* Supplied entries
--- Start ---

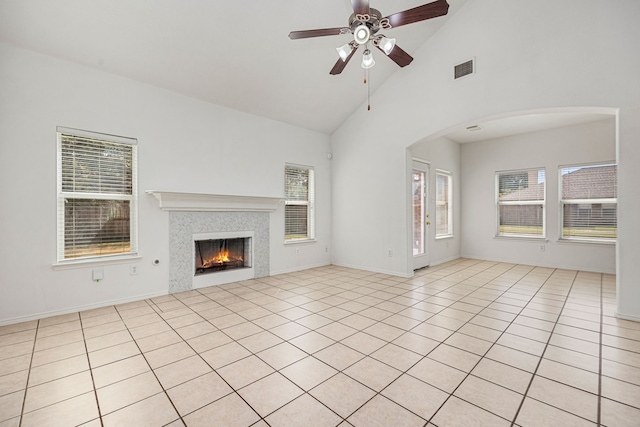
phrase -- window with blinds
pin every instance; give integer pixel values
(97, 195)
(520, 203)
(299, 221)
(588, 202)
(444, 215)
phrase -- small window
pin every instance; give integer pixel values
(97, 195)
(520, 202)
(444, 215)
(588, 202)
(299, 203)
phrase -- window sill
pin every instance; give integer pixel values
(448, 236)
(299, 241)
(587, 242)
(95, 262)
(522, 238)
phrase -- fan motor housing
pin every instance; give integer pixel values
(372, 21)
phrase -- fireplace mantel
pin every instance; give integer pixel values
(196, 202)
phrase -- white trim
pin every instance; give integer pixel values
(96, 261)
(97, 135)
(195, 202)
(81, 308)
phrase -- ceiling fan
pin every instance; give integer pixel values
(365, 23)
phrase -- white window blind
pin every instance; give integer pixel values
(588, 202)
(299, 221)
(520, 203)
(97, 195)
(444, 214)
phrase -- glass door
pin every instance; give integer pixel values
(419, 186)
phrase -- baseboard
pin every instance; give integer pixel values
(375, 270)
(540, 264)
(627, 317)
(42, 315)
(442, 261)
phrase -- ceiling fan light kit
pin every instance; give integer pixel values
(361, 34)
(344, 51)
(385, 44)
(367, 59)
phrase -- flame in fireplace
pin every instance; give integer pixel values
(221, 258)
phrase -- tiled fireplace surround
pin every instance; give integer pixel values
(193, 213)
(183, 225)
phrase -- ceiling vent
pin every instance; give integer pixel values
(464, 69)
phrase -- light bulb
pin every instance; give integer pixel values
(387, 45)
(367, 59)
(344, 51)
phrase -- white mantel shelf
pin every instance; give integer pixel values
(195, 202)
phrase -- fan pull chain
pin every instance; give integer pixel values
(368, 81)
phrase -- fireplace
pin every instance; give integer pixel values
(222, 258)
(213, 255)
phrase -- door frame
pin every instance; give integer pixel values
(422, 260)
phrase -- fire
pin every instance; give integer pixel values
(221, 258)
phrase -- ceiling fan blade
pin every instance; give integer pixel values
(305, 34)
(420, 13)
(398, 56)
(360, 7)
(340, 65)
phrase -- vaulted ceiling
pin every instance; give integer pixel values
(232, 53)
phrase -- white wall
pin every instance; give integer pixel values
(444, 154)
(184, 145)
(530, 55)
(571, 145)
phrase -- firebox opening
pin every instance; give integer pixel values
(213, 255)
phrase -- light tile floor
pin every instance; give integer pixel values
(466, 343)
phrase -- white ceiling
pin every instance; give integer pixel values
(507, 126)
(232, 53)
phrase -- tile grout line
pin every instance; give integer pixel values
(524, 397)
(26, 385)
(456, 331)
(599, 419)
(492, 344)
(148, 364)
(93, 382)
(200, 356)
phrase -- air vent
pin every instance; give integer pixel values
(463, 69)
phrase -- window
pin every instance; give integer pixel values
(588, 202)
(299, 203)
(520, 201)
(97, 195)
(444, 191)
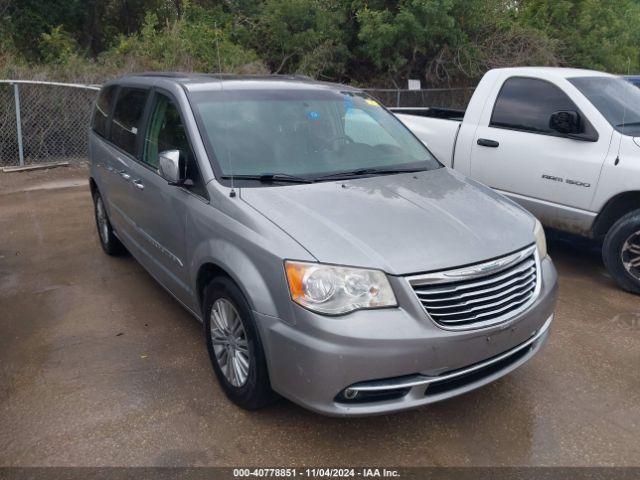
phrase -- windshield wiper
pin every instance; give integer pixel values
(270, 177)
(368, 171)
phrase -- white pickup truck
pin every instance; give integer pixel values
(563, 143)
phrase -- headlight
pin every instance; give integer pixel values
(336, 290)
(541, 240)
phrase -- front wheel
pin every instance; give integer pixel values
(621, 252)
(234, 346)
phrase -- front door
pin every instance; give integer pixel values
(160, 210)
(516, 152)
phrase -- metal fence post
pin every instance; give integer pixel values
(16, 94)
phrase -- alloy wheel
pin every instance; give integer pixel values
(229, 341)
(630, 255)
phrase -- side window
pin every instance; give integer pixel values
(527, 104)
(127, 118)
(102, 110)
(167, 132)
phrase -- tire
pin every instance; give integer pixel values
(109, 242)
(248, 387)
(621, 247)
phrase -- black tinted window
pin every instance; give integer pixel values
(527, 104)
(127, 118)
(102, 110)
(167, 132)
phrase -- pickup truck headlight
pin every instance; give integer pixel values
(541, 240)
(334, 290)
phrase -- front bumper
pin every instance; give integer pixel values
(399, 353)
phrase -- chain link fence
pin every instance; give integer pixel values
(456, 98)
(47, 121)
(44, 121)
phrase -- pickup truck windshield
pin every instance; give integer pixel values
(616, 99)
(284, 135)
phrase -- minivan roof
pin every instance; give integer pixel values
(214, 81)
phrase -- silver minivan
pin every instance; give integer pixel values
(331, 258)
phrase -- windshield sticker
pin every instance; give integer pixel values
(348, 103)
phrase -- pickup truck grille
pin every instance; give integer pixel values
(480, 295)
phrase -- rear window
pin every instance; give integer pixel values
(102, 110)
(127, 118)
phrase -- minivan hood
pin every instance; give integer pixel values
(405, 223)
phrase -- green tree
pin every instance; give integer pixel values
(302, 36)
(590, 33)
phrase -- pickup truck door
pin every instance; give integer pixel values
(515, 151)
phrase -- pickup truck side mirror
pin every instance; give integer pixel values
(171, 167)
(567, 122)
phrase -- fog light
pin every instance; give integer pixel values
(350, 394)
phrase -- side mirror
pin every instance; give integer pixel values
(566, 122)
(170, 167)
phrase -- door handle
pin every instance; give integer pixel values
(485, 142)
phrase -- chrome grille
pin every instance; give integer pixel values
(480, 295)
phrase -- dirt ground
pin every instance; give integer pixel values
(100, 366)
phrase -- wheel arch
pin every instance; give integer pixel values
(615, 208)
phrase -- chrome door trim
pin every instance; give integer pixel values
(150, 239)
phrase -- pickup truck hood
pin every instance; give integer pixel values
(405, 223)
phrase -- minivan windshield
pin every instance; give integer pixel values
(304, 135)
(616, 99)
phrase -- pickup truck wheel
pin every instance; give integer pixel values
(109, 242)
(234, 346)
(621, 251)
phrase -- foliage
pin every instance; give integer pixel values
(371, 42)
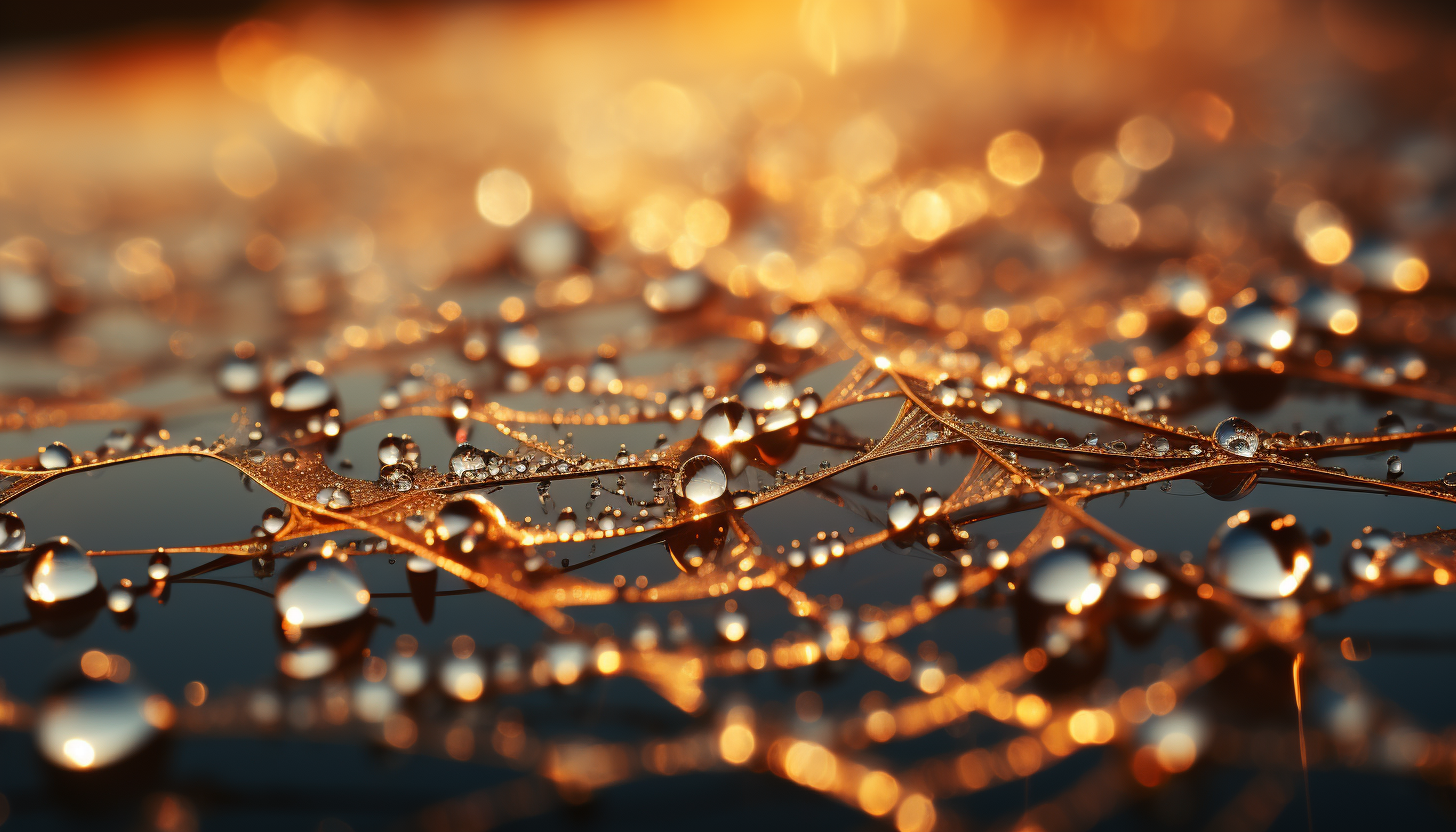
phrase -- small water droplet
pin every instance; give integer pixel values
(56, 456)
(903, 510)
(1236, 436)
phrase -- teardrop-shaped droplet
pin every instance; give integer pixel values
(903, 510)
(1263, 555)
(1066, 577)
(766, 391)
(58, 570)
(319, 592)
(274, 519)
(725, 423)
(567, 523)
(239, 376)
(702, 480)
(302, 391)
(1236, 436)
(56, 456)
(93, 724)
(12, 532)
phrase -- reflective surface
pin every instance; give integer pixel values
(802, 416)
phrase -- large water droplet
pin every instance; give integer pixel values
(56, 456)
(239, 376)
(93, 724)
(1066, 577)
(702, 480)
(58, 570)
(12, 532)
(725, 423)
(318, 592)
(903, 510)
(1261, 555)
(766, 391)
(1236, 436)
(302, 391)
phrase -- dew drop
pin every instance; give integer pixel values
(93, 724)
(239, 376)
(58, 570)
(1065, 577)
(903, 510)
(1236, 436)
(319, 592)
(302, 391)
(1263, 555)
(567, 523)
(701, 480)
(725, 423)
(56, 456)
(12, 532)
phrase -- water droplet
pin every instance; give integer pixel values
(797, 328)
(58, 570)
(1236, 436)
(302, 391)
(274, 519)
(931, 503)
(1263, 555)
(319, 592)
(1389, 423)
(810, 402)
(567, 523)
(1065, 577)
(903, 510)
(398, 449)
(701, 480)
(399, 477)
(731, 625)
(471, 462)
(159, 567)
(725, 423)
(12, 532)
(1143, 583)
(93, 724)
(120, 599)
(239, 376)
(56, 456)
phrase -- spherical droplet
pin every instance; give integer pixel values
(903, 510)
(567, 523)
(725, 423)
(239, 376)
(702, 480)
(93, 724)
(56, 456)
(766, 391)
(1261, 555)
(1066, 577)
(318, 592)
(58, 570)
(1236, 436)
(302, 391)
(12, 532)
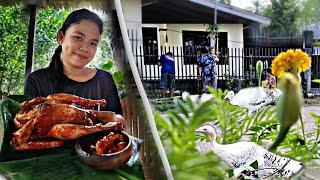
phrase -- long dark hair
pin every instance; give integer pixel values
(56, 66)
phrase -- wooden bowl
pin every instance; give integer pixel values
(105, 161)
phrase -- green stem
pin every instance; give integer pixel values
(281, 136)
(303, 133)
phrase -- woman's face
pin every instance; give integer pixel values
(79, 43)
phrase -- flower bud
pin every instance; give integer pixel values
(290, 102)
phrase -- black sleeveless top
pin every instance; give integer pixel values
(101, 86)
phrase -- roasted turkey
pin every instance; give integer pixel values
(46, 122)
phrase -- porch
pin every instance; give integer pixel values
(236, 68)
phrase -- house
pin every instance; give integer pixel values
(178, 26)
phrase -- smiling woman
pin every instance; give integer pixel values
(78, 39)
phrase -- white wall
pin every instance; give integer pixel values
(174, 33)
(132, 12)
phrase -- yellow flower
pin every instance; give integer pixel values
(294, 61)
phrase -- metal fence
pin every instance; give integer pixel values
(237, 63)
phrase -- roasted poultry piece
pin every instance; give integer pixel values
(46, 122)
(27, 111)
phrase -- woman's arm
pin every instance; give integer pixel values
(31, 86)
(112, 98)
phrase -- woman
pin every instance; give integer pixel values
(78, 39)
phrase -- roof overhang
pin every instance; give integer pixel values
(197, 11)
(99, 4)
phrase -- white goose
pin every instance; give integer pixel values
(239, 156)
(253, 98)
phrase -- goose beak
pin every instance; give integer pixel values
(199, 130)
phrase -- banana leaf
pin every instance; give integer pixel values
(59, 163)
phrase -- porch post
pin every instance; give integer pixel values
(31, 35)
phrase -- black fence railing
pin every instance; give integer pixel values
(238, 63)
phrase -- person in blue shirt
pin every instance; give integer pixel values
(207, 62)
(167, 74)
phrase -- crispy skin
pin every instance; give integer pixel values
(72, 99)
(56, 117)
(73, 131)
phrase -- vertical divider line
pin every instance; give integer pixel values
(142, 92)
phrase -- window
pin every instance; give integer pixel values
(223, 48)
(192, 42)
(150, 45)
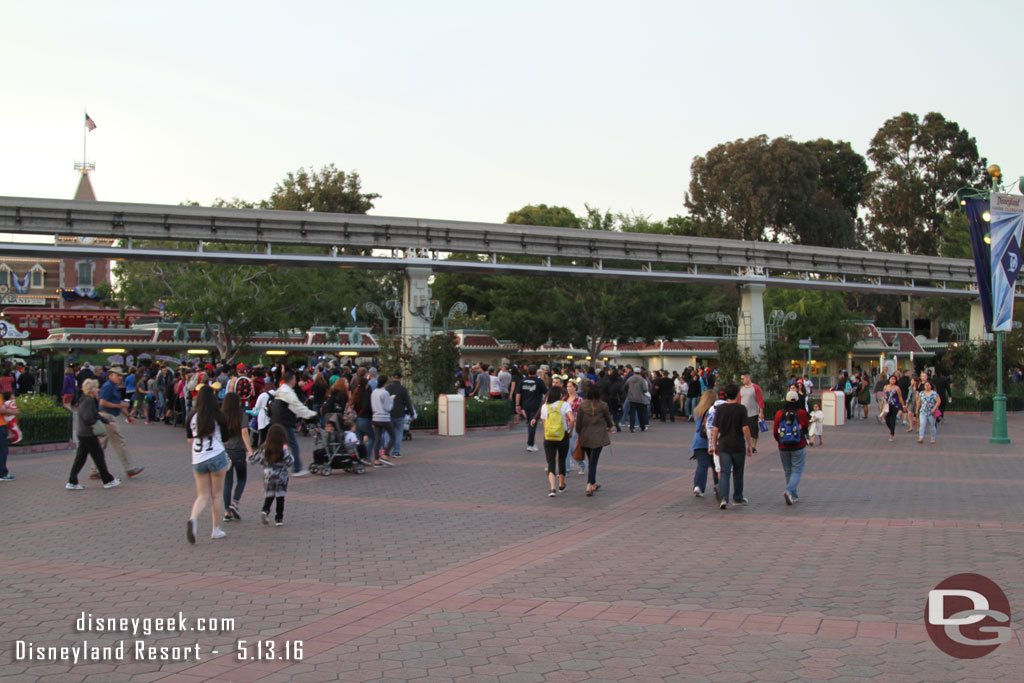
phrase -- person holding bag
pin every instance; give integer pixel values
(593, 428)
(892, 403)
(91, 425)
(701, 414)
(929, 402)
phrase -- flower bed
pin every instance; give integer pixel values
(38, 428)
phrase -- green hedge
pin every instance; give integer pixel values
(981, 403)
(478, 414)
(960, 403)
(45, 428)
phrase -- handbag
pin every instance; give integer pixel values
(578, 452)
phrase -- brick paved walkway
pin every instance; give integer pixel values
(457, 565)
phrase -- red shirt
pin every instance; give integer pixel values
(804, 421)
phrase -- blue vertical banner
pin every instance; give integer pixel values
(1007, 223)
(977, 229)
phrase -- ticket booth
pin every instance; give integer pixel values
(834, 408)
(452, 415)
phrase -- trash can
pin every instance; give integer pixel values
(834, 407)
(452, 415)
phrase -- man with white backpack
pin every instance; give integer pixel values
(791, 433)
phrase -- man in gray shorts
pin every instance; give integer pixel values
(752, 398)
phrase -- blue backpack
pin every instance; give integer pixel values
(788, 430)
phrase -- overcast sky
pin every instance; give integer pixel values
(471, 110)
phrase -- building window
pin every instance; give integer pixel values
(85, 273)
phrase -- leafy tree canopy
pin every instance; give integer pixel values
(233, 302)
(919, 166)
(775, 189)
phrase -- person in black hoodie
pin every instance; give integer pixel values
(401, 404)
(666, 392)
(611, 393)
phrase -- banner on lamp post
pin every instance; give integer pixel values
(978, 229)
(1007, 223)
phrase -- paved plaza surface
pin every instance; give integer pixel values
(456, 565)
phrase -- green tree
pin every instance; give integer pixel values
(327, 189)
(235, 302)
(919, 166)
(542, 214)
(820, 314)
(760, 189)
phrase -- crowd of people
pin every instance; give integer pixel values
(236, 415)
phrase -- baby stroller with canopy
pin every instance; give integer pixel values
(330, 451)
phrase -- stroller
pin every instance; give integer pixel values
(329, 451)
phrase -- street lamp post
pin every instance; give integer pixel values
(999, 431)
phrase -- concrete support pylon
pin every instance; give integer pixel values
(416, 305)
(751, 324)
(977, 331)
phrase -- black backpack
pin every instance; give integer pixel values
(788, 430)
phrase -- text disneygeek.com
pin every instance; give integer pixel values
(136, 649)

--- End ---

* Aim of the task
For this exercise, please retype exactly the lines in the listing from the line with "phrase -- man with white backpack" through its last line, both ends included.

* Solution below
phrase -- man with white backpack
pin every instance; give integer pixel values
(791, 433)
phrase -- man in gray shorts
pin every instance; give integer pixel values
(752, 398)
phrase -- blue backpack
pin every instance; give integer pixel values
(788, 430)
phrase -- overcast sky
pin every instance; give integer pixel values
(471, 110)
phrase -- building window
pin every instance; give integer pixel values
(85, 273)
phrase -- leafy tree canopy
pin every instance; give integer pixel values
(233, 302)
(919, 166)
(775, 189)
phrase -- person in black hoodie
pin every instance; give integer pixel values
(401, 404)
(666, 392)
(611, 393)
phrase -- banner on lamp post
pin every instance; give integer pixel values
(978, 229)
(1007, 223)
phrase -- paved plaza surface
pin every instance; give integer pixel values
(456, 565)
phrase -- green tree
pin every instance; give integer pixel values
(327, 189)
(235, 302)
(919, 166)
(542, 214)
(820, 314)
(760, 189)
phrase -- crowd of people
pin every instance; give integer pixel values
(236, 415)
phrase -- baby stroller with canopy
pin every instance; give integer pixel values
(330, 451)
phrase -- stroller
pin every instance; give integer pixel values
(329, 451)
phrase -- street lamp post
pin every instance; give integer pixel values
(999, 431)
phrase -- concrete support pylon
pin every instance; give integer pixel values
(416, 305)
(751, 324)
(977, 331)
phrase -- black backpack
pin every instance; give integer pixel values
(788, 430)
phrase -- text disneygeek.com
pin every instance; give integer pixel values
(136, 649)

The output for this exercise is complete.